/---

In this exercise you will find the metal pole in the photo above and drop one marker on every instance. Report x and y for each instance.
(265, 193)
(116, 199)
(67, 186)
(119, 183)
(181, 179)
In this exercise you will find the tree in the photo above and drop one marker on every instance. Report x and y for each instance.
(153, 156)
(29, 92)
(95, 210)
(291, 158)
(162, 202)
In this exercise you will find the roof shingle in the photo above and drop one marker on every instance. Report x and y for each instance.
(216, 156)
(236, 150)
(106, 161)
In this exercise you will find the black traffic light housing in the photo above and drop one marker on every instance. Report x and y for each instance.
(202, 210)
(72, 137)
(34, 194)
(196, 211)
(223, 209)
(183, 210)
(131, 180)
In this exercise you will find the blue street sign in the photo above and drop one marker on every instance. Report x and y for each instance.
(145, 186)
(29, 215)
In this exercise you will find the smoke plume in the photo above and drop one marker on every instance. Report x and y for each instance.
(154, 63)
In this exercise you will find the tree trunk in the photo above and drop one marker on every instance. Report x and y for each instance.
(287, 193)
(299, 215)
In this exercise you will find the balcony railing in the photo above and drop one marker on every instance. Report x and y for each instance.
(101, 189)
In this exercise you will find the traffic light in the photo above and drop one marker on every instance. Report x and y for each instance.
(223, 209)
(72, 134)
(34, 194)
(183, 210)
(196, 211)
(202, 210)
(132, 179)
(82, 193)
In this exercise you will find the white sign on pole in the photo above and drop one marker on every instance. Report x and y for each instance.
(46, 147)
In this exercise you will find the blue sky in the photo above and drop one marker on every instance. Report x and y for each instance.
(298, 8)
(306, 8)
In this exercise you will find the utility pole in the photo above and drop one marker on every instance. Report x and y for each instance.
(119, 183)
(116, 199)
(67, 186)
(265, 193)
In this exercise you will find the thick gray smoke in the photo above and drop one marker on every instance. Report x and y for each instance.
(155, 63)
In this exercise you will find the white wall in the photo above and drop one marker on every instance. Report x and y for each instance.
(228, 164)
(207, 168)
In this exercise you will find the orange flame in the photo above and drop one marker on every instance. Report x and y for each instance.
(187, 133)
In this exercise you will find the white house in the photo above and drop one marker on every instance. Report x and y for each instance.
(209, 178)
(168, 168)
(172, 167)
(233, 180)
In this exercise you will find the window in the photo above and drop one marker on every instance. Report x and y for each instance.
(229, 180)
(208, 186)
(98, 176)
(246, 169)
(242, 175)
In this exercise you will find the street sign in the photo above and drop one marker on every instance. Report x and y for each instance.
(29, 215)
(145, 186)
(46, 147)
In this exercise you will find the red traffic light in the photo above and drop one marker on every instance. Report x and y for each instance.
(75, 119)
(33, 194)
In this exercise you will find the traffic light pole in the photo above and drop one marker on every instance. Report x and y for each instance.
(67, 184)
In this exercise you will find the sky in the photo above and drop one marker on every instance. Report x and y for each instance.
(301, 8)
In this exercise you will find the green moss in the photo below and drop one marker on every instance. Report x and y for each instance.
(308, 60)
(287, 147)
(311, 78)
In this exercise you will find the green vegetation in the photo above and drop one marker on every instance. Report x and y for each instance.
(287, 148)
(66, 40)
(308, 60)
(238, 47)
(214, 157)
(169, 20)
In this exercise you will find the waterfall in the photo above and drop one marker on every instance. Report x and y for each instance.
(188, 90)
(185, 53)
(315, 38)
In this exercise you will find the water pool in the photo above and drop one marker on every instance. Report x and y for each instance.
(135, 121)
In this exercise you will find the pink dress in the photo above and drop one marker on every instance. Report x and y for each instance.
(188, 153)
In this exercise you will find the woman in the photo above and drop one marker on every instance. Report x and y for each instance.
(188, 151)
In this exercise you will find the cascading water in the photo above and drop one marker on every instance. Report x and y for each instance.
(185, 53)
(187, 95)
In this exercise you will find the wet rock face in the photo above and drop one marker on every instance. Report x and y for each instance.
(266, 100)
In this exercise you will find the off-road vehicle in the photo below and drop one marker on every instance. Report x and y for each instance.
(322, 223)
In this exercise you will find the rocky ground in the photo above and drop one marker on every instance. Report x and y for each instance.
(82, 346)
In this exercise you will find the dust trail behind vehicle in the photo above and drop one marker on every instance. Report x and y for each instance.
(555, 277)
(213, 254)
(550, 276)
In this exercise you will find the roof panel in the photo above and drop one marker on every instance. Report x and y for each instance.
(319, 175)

\---

__Exercise__
Give an exact copy of all the data shown above.

__Expected answer__
In this exercise you will find the metal pole in the photo above and drop one marker on every instance. Report x and y for each instance.
(265, 193)
(116, 199)
(67, 186)
(119, 183)
(181, 179)
In this exercise you will find the tree in the photo above and drop one marker on every instance. Report x and y for each instance.
(153, 156)
(29, 92)
(95, 210)
(291, 158)
(162, 202)
In this exercise you will find the roof shingle in the photo above and drop one marker on every instance. Report x and y for each instance.
(216, 156)
(236, 150)
(106, 161)
In this exercise you will find the black traffic light housing in the photo above and drop one marker on every instance. Report x and y for each instance.
(202, 210)
(72, 137)
(34, 194)
(196, 211)
(223, 209)
(183, 210)
(131, 180)
In this exercise you will find the blue street sign in the photo above and drop one marker on every instance. Report x and y for each instance.
(145, 186)
(29, 215)
In this exercise you will find the smoke plume in the photo above and drop one marker on every instance. Report x and y for each instance.
(154, 63)
In this exercise you will find the tree trunk in the photo above and drop one marker on every instance. Report x and y for each instance.
(287, 193)
(299, 215)
In this exercise you will find the balcony railing in the photo above and drop one marker on every instance. Report x and y for each instance.
(101, 189)
In this exercise you will find the traffic light in the photo above and drop one marker on every instance. Report x and y for each instance.
(223, 209)
(72, 134)
(34, 194)
(183, 210)
(196, 211)
(202, 210)
(132, 179)
(82, 193)
In this exercise you will find the white sign on pole in the photo above and drop one marker on every instance. Report x and y for each instance.
(46, 147)
In this exercise you will find the blue sky in the photo above and drop one marker on every instance. Report x and y for each instance.
(298, 8)
(306, 8)
In this exercise you will find the utility pole in the photo above and drop one marker on every instance. Report x and y for each instance.
(119, 183)
(116, 199)
(67, 186)
(265, 193)
In this exercise you will find the thick gray smoke in the photo above and drop one marker on every instance. Report x and y for each instance.
(155, 63)
In this exercise you will find the white wall in the photo above and drop one marker on every instance. Report x and y for each instance.
(228, 164)
(207, 168)
In this exercise you will find the orange flame in the photo above and drop one marker on every instance. Report x and y for each instance.
(187, 133)
In this exercise you will find the white house in the photo above and drop one marker on every instance. Report x and y for each instance.
(209, 178)
(168, 168)
(172, 167)
(233, 180)
In this exercise you will find the window in the photo above and drop one marker on every instance. Report x and y for each instance.
(229, 180)
(208, 186)
(98, 176)
(246, 169)
(242, 175)
In this exercise you will find the street sign in the photo above and drop one marker on every instance. Report x and y for each instance.
(29, 215)
(145, 186)
(46, 147)
In this exercise you will find the red traffic light in the photo above and drop one marker on every instance. Report x and y for each instance.
(75, 119)
(33, 194)
In this exercise you will find the traffic light pole in the photo above and drop one marker on every instance. Report x and y for each instance.
(67, 184)
In this exercise you will find the sky in the photo above and drop one marker on every instance. Report x and y for each instance.
(301, 8)
In this exercise you will find the green moss in the photo below and drop one marker on every instance. Report x and y for each instance.
(308, 60)
(287, 147)
(311, 78)
In this exercise you will find the green vegetation in the photo above and drop one marker on every instance. Report x and y for each instance.
(287, 148)
(66, 40)
(308, 60)
(238, 47)
(214, 157)
(169, 20)
In this exercise you will find the waterfall in the photo above and drop one marker on every instance. Report x and y for each instance.
(188, 90)
(185, 53)
(315, 38)
In this exercise you will find the water pool in the photo above and drop one marker on every instance. Report x and y for each instance.
(135, 121)
In this exercise you will find the pink dress in the photo above and drop one marker on every instance. Report x and y for each instance.
(188, 153)
In this exercise you will find the woman in the photo above and drop one marker on every instance. Report x and y for each instance.
(188, 151)
In this exercise you will find the cascading water in the photo above and drop one marker on every instance. Report x and y for each instance.
(185, 53)
(187, 95)
In this exercise you will find the wet rock face in the photo above and drop one marker on every instance. Report x and y for each instance.
(266, 100)
In this exercise you will find the off-road vehicle in the photo below and drop one marker on every instance. Report x and y for each instance.
(322, 223)
In this exercise you will find the rocky ground in the photo above and drop one marker on every instance. Report x and y for each instance.
(82, 346)
In this exercise you will find the dust trail behind vehicle in the photo above and drop one marker on every instance. Report x and y for each instance.
(555, 277)
(213, 254)
(550, 276)
In this exercise you will find the roof panel in the photo above and drop one marker on every instance. Report x and y for each instance.
(319, 175)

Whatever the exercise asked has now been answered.